# GOAL:
Each entry that follows must be output without any deviation.

# RECORDS FOR THIS EXERCISE:
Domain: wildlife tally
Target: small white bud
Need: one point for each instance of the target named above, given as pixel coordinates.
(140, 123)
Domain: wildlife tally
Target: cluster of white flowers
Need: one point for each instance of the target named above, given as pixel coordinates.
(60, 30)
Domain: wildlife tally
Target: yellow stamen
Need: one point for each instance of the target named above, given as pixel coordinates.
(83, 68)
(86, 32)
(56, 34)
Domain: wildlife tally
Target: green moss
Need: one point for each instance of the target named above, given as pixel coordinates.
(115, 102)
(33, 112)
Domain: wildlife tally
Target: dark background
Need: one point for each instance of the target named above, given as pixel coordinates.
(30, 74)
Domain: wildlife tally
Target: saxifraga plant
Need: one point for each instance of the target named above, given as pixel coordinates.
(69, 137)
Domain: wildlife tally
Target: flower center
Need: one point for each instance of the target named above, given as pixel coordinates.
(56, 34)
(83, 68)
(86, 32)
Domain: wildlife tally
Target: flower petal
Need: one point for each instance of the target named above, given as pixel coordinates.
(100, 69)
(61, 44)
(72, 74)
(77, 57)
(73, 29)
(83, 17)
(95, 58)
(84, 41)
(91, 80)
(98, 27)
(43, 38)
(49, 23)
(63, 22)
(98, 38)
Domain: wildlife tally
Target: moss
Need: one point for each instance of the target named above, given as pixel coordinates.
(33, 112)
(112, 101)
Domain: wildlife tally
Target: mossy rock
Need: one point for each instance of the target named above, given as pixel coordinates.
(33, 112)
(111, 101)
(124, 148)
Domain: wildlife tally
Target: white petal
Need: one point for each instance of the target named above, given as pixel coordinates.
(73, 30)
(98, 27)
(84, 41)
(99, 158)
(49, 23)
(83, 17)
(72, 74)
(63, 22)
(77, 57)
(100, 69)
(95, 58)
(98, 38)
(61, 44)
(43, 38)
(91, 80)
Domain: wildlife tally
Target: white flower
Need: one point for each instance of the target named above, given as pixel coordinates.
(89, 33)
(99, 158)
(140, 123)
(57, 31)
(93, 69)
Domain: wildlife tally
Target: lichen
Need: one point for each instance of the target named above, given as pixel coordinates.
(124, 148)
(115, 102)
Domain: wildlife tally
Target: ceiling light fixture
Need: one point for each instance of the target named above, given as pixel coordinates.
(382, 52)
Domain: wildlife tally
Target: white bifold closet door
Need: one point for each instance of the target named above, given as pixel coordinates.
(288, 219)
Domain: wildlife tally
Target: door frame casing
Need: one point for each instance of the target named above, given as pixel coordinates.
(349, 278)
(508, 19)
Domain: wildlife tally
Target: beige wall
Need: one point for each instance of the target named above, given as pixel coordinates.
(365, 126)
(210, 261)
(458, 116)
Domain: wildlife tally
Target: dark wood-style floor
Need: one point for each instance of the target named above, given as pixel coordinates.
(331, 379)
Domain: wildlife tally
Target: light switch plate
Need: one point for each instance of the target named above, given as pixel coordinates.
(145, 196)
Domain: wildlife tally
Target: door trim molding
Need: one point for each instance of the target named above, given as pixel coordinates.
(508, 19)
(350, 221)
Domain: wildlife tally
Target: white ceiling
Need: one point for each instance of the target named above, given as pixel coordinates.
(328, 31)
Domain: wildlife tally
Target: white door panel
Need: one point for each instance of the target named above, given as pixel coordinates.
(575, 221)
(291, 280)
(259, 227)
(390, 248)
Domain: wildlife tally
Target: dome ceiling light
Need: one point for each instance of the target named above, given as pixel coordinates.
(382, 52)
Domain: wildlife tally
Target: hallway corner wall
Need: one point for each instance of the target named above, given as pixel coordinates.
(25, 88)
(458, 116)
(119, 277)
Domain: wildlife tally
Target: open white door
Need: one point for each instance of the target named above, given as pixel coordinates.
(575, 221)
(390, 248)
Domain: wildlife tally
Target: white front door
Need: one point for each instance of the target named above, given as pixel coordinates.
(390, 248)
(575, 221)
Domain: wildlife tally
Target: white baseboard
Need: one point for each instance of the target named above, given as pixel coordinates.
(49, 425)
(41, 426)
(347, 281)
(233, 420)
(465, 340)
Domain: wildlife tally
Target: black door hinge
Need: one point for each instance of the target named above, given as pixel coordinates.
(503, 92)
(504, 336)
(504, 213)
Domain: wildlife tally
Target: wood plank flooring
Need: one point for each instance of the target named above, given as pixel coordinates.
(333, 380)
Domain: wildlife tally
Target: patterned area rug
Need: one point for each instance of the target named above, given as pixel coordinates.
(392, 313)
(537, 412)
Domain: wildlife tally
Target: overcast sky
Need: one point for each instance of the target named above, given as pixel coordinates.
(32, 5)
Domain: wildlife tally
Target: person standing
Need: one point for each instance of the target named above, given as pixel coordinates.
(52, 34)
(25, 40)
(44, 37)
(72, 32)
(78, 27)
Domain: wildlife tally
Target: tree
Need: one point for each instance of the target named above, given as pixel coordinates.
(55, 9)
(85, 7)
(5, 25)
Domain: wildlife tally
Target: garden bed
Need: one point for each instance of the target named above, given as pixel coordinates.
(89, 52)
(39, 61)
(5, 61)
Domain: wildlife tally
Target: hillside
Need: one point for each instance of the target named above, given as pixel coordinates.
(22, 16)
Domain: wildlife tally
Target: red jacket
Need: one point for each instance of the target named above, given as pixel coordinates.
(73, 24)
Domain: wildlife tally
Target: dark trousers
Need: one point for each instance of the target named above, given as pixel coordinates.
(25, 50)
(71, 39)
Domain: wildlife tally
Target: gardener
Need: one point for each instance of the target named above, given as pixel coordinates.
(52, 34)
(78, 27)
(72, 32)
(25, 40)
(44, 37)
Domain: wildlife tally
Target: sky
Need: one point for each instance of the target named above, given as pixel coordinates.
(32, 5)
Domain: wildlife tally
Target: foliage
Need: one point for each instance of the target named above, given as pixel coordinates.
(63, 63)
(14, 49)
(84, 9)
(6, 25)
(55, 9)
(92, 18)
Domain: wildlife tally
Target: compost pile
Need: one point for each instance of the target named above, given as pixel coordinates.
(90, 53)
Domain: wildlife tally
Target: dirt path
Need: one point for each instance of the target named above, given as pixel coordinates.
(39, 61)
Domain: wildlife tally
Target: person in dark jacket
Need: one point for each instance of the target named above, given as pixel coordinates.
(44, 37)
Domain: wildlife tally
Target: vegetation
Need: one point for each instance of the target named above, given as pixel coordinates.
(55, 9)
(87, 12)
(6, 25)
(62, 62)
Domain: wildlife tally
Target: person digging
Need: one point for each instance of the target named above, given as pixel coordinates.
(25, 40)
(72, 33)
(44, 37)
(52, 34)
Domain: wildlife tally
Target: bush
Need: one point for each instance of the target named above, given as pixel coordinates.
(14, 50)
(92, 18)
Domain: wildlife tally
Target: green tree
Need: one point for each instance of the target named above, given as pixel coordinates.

# COMPLETE OUTPUT:
Domain: wildlife tally
Target: small white bud
Need: one point for each instance of the target named above, given as pixel coordinates.
(140, 123)
Domain: wildlife tally
Target: cluster of white flowers
Need: one point for each instance of the target named above, given as pixel coordinates.
(60, 30)
Domain: wildlife tally
Target: yellow stamen
Need: one point for each instance of the target named above, given as pixel coordinates.
(83, 68)
(86, 32)
(56, 34)
Domain: wildlife tally
Target: green moss
Need: one point for each instance of the target named above, given as pixel coordinates.
(115, 102)
(33, 112)
Domain: wildlife tally
Target: dark background
Need: one point for each instance of the target named above, given as pixel coordinates.
(30, 74)
Domain: wildlife tally
Target: saxifraga plant
Need: one point for each instance of the target named above, given as pixel coordinates.
(69, 137)
Domain: wildlife tally
Target: flower center
Need: one point for each instance of the target named above, given as pixel coordinates.
(56, 34)
(83, 68)
(86, 32)
Domain: wildlife tally
Target: flower petal
Need: one point for each instance of the target named above, given as pixel coordinates.
(100, 69)
(61, 44)
(72, 74)
(77, 57)
(73, 29)
(83, 17)
(95, 58)
(84, 41)
(91, 80)
(98, 27)
(43, 38)
(49, 23)
(63, 22)
(98, 38)
Domain: wildlife tally
Target: moss
Need: one point for each instance of the target named above, given as pixel coordinates.
(33, 112)
(112, 101)
Domain: wildlife tally
Target: mossy rock
Need: one point for each instance of the target named above, given as pixel coordinates.
(33, 112)
(111, 101)
(124, 148)
Domain: wildlife tally
Target: white petal
Need: one point for each instance of the target named above, given as pixel coordinates.
(73, 30)
(98, 27)
(84, 41)
(99, 158)
(49, 23)
(83, 17)
(72, 74)
(63, 22)
(77, 57)
(100, 69)
(95, 58)
(98, 38)
(61, 44)
(43, 38)
(91, 80)
Domain: wildlife tally
Target: white flower
Need: one point for each instance of the target named above, given as pixel coordinates.
(89, 33)
(99, 158)
(140, 123)
(57, 31)
(93, 69)
Domain: wildlife tally
Target: lichen
Need: one point for each instance of the target named above, given as pixel coordinates.
(124, 148)
(115, 102)
Domain: wildlife tally
Target: ceiling light fixture
Need: one point for each instance of the target named above, given as pixel coordinates.
(382, 52)
Domain: wildlife tally
Target: white bifold closet door
Need: one point for each instance of the target named above, given as pixel coordinates.
(288, 219)
Domain: wildlife tally
Target: door frame casing
Need: one point for each instance of the target named above, given as pixel coordinates.
(349, 278)
(508, 19)
Domain: wildlife tally
Target: beige wall
Need: one point for each instance of the target named above, given as pixel coordinates.
(365, 126)
(210, 261)
(458, 116)
Domain: wildlife tally
Target: dark wood-style floor
Need: one point for each instance of the target named above, given as pixel coordinates.
(331, 379)
Domain: wildlife tally
Target: light switch plate
Need: one point for each instance of the target named above, given as pixel coordinates.
(145, 196)
Domain: wildlife tally
Target: door trim molding
Need: one point for each instance of the target named above, given as pixel coordinates.
(508, 19)
(350, 221)
Domain: wildlife tally
Target: white ceiling
Need: one point for each instance of the target named above, given as pixel coordinates.
(328, 31)
Domain: wildlife tally
Target: white door panel
Need: one point for each instance of the target named above, given as pixel coordinates.
(575, 221)
(291, 280)
(259, 227)
(390, 248)
Domain: wildlife tally
Target: dome ceiling light
Need: one point for each instance of the target named above, given as pixel coordinates.
(382, 52)
Domain: wildlife tally
Target: hallway corner wall
Need: one point for each instance of the target named above, given as pixel coordinates.
(25, 88)
(458, 116)
(119, 277)
Domain: wildlife tally
Target: open white door
Need: one point for each instance of the target named above, given as pixel coordinates.
(575, 221)
(390, 248)
Domain: wildlife tally
Target: white front door
Need: one point for each instance of the target named above, given as pixel coordinates.
(390, 248)
(575, 221)
Domain: wildlife tally
Target: white baseboard
Need: one point for each instance of the target named above, given as pixel coordinates.
(49, 425)
(41, 426)
(347, 281)
(233, 420)
(465, 340)
Domain: wildlife tally
Target: black door hinge
Need: one point for each instance of the target named above, given as pixel coordinates.
(503, 92)
(504, 336)
(504, 213)
Domain: wildlife tally
Target: wood plank flooring
Need: one point for each instance of the target named above, given as pixel coordinates.
(333, 380)
Domain: wildlife tally
Target: patterned area rug
Need: one point for each instance of the target named above, given as pixel coordinates.
(392, 313)
(537, 412)
Domain: wildlife tally
Target: overcast sky
Need: one point for each instance of the target named above, given as pixel coordinates.
(32, 5)
Domain: wildlife tally
Target: person standing
Need: one point for each instance of the target named above, given as pixel coordinates.
(52, 34)
(25, 40)
(44, 37)
(72, 32)
(78, 27)
Domain: wildlife tally
Target: tree
Need: one point for each instance of the target named above, given as pixel coordinates.
(55, 9)
(85, 7)
(5, 25)
Domain: wildlife tally
Target: garden bed
Need: one point for each instance of the target named above, given as pixel coordinates.
(89, 52)
(39, 61)
(5, 61)
Domain: wildlife tally
Target: hillside
Need: one point for each instance of the target named above, given as pixel coordinates.
(22, 16)
Domain: wildlife tally
Target: red jacket
Need: one point for each instance of the target named above, given as pixel coordinates.
(73, 24)
Domain: wildlife tally
Target: dark trousers
Need: one point for each instance of the target named above, given as pixel coordinates.
(25, 50)
(71, 39)
Domain: wildlife tally
Target: gardener
Need: one point for each instance of the target named above, given as pixel coordinates.
(52, 34)
(78, 27)
(72, 32)
(25, 40)
(44, 37)
Domain: wildlife tally
Target: sky
Need: one point for each instance of the target named above, given as pixel coordinates.
(32, 5)
Domain: wildlife tally
Target: foliage
Need: one point for each instance of the target named above, given as pixel coordinates.
(63, 63)
(14, 49)
(84, 9)
(6, 25)
(55, 9)
(92, 18)
Domain: wildlife tally
Target: compost pile
Need: one point for each instance of the target named above, given as pixel coordinates.
(90, 53)
Domain: wildlife tally
Target: dirt path
Need: one point for each instance of the target named above, given as pixel coordinates.
(39, 61)
Domain: wildlife tally
Target: person in dark jacket
Need: one point for each instance of the target named above, given as pixel coordinates.
(44, 37)
Domain: wildlife tally
Target: vegetation
Need: one point for each instance of the target named above, given as pixel coordinates.
(55, 9)
(87, 12)
(6, 25)
(62, 62)
Domain: wildlife tally
Target: person digging
Need: one point for each instance of the target named above, given as pixel coordinates.
(25, 40)
(72, 33)
(44, 37)
(52, 34)
Domain: wildlife tally
Target: bush
Need: one point for each instance of the target named above, given as pixel coordinates.
(14, 50)
(92, 18)
Domain: wildlife tally
Target: green tree
Need: one point for each instance of the target named above, given as pixel coordinates.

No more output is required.